### TASK INSTRUCTIONS
The entries below contain a line with "Task: indicate the white altar" and a line with "Target: white tablecloth on table". Quote exactly those two lines and all lines between them.
(DATA FOR THIS EXERCISE begins)
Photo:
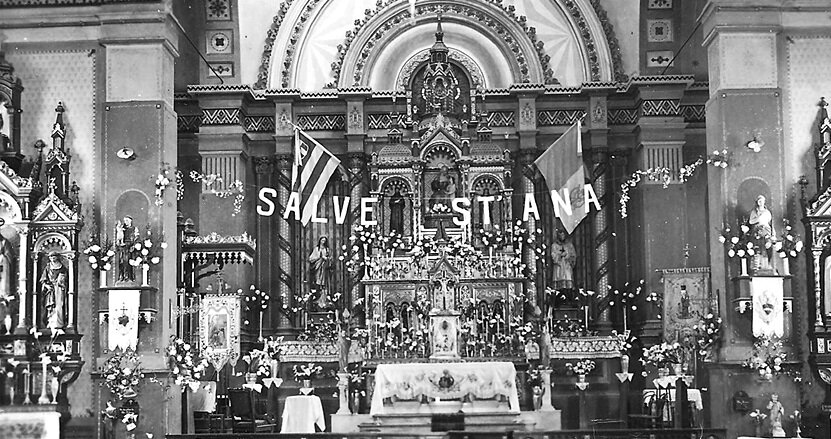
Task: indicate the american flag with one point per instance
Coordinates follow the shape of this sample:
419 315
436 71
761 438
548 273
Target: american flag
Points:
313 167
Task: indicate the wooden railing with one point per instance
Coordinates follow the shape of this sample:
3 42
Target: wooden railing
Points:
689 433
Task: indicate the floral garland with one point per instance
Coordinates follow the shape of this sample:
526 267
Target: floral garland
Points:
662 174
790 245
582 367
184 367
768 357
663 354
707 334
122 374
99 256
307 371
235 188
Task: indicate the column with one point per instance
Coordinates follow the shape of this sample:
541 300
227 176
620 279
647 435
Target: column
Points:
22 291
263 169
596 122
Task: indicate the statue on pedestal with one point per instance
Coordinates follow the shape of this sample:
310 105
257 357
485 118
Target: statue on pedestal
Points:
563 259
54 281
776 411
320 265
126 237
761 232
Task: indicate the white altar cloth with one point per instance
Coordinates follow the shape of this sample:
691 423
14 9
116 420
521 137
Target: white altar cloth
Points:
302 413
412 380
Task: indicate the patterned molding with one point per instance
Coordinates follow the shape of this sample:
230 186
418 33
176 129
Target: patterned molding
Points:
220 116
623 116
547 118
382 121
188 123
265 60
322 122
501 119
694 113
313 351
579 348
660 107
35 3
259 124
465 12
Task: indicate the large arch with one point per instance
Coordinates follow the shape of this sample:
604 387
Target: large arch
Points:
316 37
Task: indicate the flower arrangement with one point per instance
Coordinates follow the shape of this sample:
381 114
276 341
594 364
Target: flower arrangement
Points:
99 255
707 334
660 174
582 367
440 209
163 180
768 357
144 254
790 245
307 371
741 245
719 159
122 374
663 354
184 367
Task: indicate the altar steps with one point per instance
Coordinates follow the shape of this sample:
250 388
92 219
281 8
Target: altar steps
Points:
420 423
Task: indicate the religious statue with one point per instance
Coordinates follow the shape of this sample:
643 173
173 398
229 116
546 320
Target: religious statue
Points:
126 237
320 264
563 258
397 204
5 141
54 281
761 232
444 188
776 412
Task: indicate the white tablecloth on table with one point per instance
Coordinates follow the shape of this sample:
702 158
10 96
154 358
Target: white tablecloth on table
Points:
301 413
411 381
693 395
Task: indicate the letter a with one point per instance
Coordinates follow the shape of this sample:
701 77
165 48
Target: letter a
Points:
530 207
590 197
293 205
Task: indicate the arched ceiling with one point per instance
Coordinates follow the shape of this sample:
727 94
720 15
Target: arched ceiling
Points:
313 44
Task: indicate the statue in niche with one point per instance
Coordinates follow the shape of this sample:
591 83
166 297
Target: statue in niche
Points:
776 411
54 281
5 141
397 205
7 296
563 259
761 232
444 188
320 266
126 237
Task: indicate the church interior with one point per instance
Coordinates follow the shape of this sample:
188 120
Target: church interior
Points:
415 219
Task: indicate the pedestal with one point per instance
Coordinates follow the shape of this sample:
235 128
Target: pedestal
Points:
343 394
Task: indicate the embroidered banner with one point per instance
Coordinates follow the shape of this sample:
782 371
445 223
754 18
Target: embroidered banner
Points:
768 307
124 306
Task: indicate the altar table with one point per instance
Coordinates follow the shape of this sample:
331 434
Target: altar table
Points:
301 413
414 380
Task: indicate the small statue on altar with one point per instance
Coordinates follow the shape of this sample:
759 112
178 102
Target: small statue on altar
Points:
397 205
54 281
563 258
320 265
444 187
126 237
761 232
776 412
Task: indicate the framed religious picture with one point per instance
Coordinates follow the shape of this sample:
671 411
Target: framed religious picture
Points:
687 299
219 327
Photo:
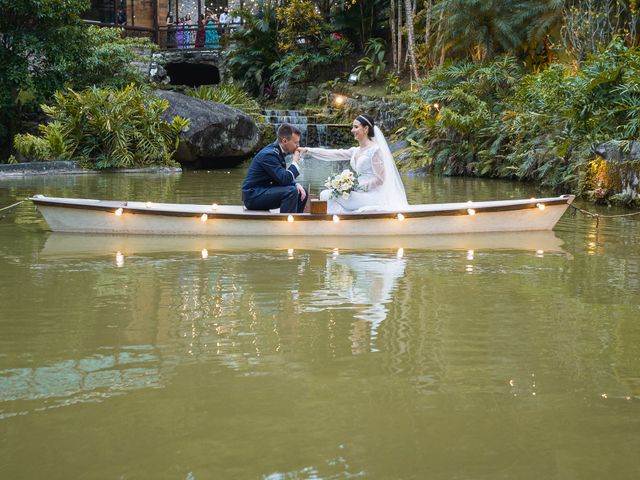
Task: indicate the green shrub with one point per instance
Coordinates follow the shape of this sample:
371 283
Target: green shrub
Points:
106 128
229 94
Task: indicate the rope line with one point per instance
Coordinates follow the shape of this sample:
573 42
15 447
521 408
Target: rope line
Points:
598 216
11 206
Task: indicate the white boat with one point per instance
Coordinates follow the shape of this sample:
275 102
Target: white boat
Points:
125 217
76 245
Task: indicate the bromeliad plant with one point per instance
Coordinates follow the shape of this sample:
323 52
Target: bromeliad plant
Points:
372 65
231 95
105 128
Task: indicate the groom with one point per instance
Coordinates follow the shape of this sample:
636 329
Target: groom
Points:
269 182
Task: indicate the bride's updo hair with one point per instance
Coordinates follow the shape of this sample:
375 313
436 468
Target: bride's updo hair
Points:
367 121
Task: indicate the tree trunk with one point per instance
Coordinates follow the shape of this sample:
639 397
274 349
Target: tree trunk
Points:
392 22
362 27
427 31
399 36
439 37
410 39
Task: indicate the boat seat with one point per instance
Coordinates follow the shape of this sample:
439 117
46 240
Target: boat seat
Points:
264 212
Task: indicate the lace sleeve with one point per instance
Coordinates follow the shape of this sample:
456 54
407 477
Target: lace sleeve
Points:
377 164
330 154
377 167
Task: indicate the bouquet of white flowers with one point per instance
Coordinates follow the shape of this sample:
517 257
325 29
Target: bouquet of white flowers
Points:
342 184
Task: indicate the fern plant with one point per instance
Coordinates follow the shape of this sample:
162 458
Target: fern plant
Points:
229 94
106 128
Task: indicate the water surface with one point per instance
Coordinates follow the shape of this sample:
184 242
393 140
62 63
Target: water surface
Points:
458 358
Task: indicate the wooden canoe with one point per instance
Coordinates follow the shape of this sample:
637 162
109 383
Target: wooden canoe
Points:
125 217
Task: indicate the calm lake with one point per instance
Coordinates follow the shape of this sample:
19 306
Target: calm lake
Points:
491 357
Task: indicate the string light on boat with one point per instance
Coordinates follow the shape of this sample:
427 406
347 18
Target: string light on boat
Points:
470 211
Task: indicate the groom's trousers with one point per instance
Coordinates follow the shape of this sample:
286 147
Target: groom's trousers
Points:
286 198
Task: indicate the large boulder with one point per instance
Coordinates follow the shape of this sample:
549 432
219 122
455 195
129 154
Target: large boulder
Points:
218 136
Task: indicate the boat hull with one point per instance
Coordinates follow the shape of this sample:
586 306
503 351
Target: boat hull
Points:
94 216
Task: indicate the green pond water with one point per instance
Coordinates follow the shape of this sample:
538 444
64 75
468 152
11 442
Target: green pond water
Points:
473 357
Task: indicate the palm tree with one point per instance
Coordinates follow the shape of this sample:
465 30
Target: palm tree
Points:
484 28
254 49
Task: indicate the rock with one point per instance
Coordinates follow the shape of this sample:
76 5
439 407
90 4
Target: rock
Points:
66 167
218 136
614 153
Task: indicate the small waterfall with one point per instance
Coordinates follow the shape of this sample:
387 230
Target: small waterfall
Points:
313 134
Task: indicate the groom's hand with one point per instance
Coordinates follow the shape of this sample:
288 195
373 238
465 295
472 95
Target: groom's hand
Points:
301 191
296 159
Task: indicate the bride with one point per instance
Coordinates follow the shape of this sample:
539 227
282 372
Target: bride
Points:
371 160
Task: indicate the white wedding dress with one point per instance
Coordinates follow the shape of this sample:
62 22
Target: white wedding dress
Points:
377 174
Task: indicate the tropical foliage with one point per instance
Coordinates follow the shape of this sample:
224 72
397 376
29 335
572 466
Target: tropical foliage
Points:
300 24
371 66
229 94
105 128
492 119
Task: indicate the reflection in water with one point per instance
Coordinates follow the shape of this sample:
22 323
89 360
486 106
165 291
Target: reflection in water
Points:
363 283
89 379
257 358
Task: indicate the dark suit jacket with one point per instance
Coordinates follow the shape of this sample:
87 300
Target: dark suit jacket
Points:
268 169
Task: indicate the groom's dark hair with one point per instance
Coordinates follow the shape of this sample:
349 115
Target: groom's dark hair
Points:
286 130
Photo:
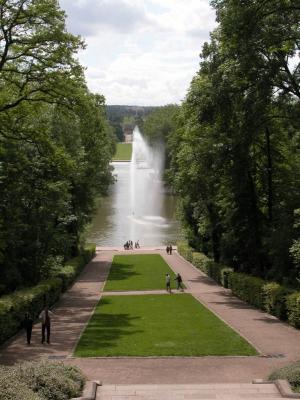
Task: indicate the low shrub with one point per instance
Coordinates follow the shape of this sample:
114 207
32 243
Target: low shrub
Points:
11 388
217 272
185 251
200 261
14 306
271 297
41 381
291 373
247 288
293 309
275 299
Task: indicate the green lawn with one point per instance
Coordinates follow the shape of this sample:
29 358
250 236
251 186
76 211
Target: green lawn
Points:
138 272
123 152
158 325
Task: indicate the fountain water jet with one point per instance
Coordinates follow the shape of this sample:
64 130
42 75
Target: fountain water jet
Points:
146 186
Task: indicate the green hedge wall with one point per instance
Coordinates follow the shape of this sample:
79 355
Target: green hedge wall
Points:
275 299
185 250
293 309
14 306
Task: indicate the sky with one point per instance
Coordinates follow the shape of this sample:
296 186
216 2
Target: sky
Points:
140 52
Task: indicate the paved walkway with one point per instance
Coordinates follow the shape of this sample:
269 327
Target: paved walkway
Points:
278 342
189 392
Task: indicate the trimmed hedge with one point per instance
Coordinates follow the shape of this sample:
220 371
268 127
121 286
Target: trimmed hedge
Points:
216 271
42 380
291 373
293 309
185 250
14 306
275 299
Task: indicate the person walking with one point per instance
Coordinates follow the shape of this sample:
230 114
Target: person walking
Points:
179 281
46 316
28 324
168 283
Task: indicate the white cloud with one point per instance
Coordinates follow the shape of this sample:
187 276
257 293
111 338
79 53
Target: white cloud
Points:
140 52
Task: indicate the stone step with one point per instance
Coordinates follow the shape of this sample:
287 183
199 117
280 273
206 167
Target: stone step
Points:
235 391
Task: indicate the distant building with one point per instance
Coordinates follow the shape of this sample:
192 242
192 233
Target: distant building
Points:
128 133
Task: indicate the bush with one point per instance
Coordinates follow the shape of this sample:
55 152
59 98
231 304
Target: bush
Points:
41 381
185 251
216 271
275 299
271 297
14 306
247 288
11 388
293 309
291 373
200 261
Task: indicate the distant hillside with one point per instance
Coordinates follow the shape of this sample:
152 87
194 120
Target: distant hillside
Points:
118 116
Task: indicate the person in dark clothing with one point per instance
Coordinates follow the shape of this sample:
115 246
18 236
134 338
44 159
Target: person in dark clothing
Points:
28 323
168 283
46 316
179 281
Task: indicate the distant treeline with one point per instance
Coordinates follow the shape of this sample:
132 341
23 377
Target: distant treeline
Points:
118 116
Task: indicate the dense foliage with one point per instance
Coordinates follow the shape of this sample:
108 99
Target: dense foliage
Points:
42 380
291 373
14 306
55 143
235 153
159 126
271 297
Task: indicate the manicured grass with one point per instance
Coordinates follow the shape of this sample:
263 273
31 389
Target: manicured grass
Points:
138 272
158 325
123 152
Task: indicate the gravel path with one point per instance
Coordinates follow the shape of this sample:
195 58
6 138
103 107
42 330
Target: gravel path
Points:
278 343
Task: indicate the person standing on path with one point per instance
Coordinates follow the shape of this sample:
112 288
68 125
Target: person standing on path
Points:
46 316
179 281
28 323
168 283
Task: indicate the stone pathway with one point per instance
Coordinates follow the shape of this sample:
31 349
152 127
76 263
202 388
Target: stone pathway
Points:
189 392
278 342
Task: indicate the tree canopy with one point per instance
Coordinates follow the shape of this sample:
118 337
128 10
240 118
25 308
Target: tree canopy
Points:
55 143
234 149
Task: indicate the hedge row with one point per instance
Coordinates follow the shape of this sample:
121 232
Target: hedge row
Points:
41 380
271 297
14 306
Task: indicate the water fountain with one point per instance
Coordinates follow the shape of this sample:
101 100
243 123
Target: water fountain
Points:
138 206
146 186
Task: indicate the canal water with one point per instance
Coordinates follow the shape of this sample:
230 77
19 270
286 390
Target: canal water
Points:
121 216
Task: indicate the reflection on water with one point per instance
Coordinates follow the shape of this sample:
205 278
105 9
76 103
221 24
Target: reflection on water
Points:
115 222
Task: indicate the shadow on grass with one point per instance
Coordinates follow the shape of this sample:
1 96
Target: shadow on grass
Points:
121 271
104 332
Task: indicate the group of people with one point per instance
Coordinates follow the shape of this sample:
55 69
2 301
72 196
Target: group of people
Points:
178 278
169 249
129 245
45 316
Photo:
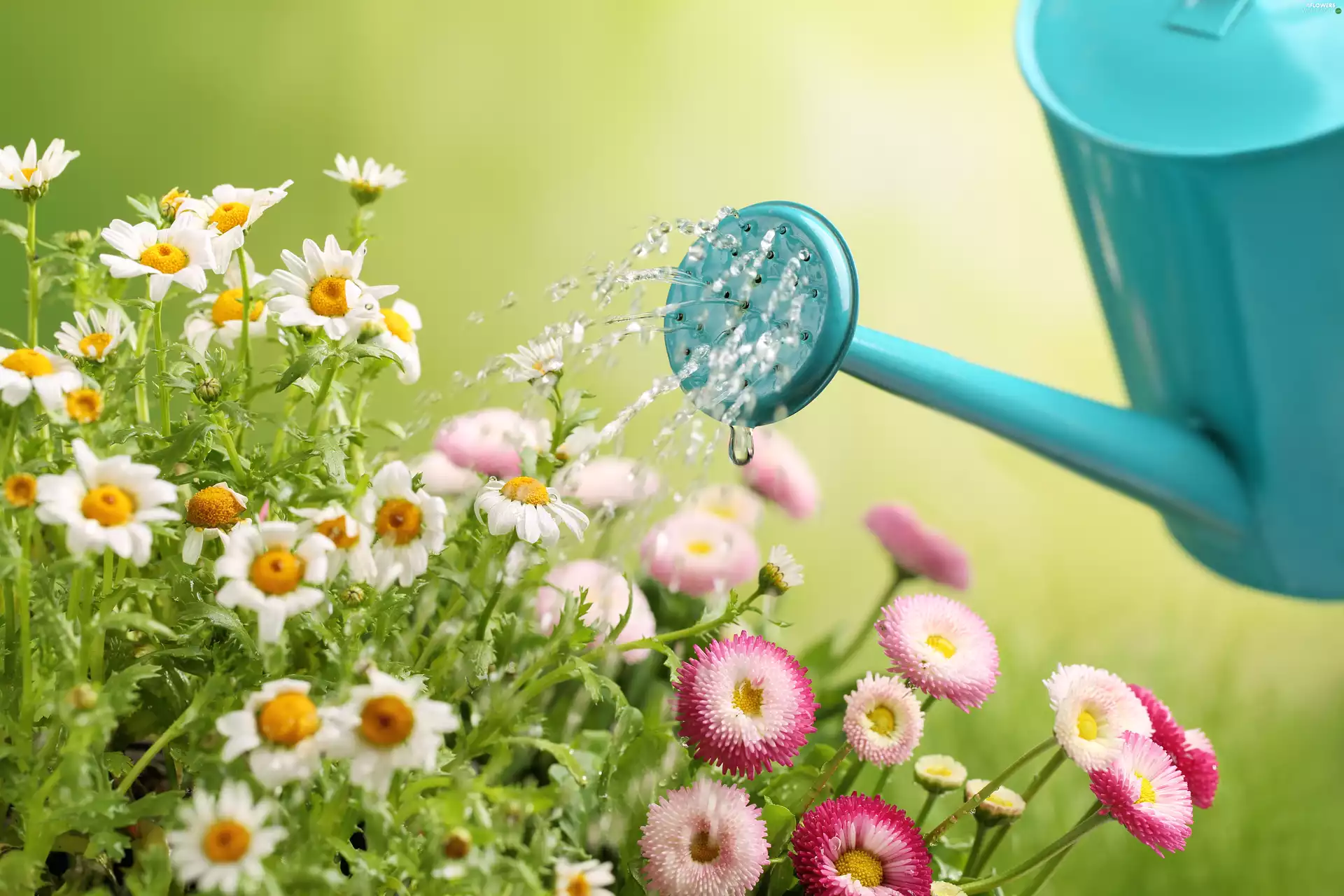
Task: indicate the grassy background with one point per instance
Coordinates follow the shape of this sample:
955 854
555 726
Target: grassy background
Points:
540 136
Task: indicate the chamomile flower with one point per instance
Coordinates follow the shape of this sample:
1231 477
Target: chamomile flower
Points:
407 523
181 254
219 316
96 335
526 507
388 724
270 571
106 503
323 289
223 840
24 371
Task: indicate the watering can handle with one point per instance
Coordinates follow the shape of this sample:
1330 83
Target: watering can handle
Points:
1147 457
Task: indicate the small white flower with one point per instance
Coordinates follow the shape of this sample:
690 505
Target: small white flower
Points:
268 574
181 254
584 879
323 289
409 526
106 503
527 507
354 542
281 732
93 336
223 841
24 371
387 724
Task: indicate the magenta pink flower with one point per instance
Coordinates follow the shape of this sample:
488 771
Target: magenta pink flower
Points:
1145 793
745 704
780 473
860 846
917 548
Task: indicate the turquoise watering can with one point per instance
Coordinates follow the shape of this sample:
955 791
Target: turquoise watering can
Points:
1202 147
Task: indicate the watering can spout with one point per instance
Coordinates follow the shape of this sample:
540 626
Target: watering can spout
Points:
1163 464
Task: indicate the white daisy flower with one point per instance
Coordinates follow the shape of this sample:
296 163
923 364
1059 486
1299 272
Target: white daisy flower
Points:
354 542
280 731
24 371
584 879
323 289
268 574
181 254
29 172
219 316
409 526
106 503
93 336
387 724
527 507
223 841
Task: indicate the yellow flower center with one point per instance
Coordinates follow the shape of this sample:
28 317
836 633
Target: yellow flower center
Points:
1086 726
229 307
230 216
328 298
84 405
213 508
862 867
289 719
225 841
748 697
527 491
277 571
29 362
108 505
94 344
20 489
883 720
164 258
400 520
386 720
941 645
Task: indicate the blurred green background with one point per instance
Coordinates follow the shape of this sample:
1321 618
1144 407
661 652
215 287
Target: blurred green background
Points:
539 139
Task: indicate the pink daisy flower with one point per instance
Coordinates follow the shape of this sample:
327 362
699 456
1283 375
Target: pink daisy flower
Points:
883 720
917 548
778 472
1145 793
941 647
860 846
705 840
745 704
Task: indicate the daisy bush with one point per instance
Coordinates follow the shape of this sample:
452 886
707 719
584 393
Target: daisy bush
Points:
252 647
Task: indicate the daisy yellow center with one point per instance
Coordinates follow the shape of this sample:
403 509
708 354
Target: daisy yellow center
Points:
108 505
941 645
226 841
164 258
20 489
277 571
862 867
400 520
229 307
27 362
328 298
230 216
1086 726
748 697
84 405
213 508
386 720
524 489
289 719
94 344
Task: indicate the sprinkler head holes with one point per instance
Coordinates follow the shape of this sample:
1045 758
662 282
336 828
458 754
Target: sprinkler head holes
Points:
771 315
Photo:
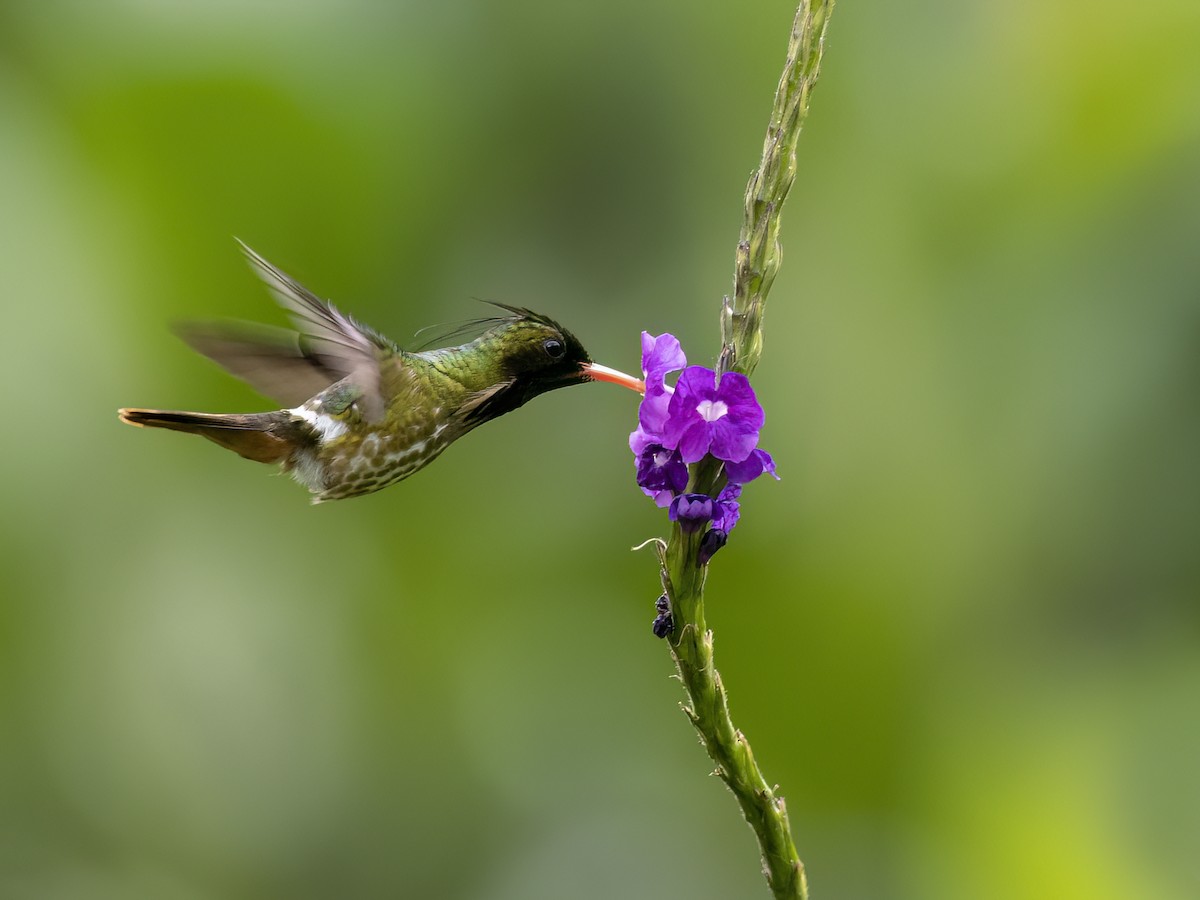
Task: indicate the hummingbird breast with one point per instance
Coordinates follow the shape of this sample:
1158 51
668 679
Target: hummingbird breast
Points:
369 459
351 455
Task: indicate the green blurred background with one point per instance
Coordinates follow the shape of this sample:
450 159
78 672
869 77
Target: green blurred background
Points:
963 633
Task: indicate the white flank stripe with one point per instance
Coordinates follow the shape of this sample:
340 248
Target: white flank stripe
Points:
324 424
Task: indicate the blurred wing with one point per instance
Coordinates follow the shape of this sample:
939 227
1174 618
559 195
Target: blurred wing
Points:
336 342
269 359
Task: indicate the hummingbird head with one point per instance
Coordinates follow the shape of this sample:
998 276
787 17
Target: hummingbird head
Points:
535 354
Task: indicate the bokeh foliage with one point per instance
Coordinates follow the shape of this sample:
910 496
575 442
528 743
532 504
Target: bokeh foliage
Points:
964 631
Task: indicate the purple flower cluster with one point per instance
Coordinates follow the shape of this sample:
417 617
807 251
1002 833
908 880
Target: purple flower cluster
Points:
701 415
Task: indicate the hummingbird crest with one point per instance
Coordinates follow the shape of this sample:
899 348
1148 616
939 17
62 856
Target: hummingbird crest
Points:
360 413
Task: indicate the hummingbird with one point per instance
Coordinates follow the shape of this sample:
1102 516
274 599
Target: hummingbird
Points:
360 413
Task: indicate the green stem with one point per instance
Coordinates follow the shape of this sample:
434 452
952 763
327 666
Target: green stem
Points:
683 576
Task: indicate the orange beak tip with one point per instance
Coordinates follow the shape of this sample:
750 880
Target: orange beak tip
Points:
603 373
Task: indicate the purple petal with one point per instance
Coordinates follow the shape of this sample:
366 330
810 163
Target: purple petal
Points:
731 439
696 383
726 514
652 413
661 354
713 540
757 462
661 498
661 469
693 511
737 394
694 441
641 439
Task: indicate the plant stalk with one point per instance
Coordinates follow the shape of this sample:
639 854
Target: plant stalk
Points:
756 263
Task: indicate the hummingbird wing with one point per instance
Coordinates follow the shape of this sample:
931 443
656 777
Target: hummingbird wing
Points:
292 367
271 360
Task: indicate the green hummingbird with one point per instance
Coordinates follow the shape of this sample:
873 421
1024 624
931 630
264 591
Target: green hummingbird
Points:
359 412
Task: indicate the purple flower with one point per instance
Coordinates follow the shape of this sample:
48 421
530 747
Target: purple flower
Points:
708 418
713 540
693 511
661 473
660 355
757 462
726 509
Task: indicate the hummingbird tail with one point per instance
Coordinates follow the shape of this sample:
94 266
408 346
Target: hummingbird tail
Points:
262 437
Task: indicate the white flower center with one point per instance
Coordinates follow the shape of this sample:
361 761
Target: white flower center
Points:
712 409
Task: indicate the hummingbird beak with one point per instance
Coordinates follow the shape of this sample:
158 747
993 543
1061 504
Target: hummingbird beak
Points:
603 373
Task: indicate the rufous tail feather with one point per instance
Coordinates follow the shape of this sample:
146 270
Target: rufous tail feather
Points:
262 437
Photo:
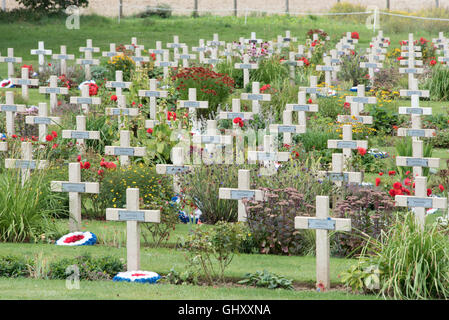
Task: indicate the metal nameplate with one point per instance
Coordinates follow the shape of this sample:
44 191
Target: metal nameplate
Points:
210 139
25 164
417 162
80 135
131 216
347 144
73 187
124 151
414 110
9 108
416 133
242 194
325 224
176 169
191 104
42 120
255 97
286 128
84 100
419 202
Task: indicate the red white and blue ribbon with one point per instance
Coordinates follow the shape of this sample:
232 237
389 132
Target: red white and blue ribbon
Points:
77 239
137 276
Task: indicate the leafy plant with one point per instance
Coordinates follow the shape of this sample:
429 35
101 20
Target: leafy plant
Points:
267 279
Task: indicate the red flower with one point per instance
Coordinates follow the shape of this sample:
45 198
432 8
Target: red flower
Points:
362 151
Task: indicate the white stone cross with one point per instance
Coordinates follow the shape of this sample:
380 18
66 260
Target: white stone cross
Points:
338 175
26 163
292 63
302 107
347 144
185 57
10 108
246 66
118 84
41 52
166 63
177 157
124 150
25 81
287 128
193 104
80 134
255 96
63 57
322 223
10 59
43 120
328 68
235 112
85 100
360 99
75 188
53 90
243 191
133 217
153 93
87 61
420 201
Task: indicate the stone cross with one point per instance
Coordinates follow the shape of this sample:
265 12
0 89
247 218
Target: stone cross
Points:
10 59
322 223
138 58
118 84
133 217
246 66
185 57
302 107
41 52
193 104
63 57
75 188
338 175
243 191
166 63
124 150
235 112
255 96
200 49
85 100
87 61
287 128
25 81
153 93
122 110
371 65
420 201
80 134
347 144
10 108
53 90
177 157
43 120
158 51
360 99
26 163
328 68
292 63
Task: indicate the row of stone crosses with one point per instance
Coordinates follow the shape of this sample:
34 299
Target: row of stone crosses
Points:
(DATA FOR THIS EXERCISE ends)
### RESPONSE TO THIS TASK
Task: indicate the white altar cloth with one point per instance
Coordinates follow the shape of this sample:
691 423
14 9
116 420
521 137
Target: white altar cloth
Points:
302 413
412 380
Task: indicate the patterned molding with one point per instance
Coordinates follow the shape of this sample:
230 186
418 33
176 129
Target: patterned molding
Points:
220 116
623 116
547 118
382 121
188 123
265 60
322 122
501 119
694 113
313 351
579 348
660 107
35 3
259 124
465 12
Task: indicate the large arch with one point per instance
Coordinates follow the shape of this sample:
604 387
Target: large arch
Points:
316 37
Task: indicate the flower arrangement with one point per instance
Coordinates follow the shape of this sample:
381 114
276 341
594 364
Target: flower arrangement
Points:
99 255
707 334
660 174
582 367
440 209
163 180
768 357
144 254
790 245
307 371
741 245
719 159
122 374
663 354
184 367
Task: indicate the altar steps with one point per instance
Coordinates follow the shape of this sample:
250 388
92 219
281 8
Target: altar steps
Points:
420 423
Task: indicate the religious statue with one point per instance
Coordinates follow the shape of this sample:
643 173
173 398
229 116
546 320
Target: religious statue
Points:
126 237
320 264
563 258
397 204
5 141
54 281
761 232
444 188
776 412
Task: indicate the white tablecloth on table with one point per instance
Coordinates follow the shape of this sample:
702 158
10 96
154 358
Target: white tablecloth on table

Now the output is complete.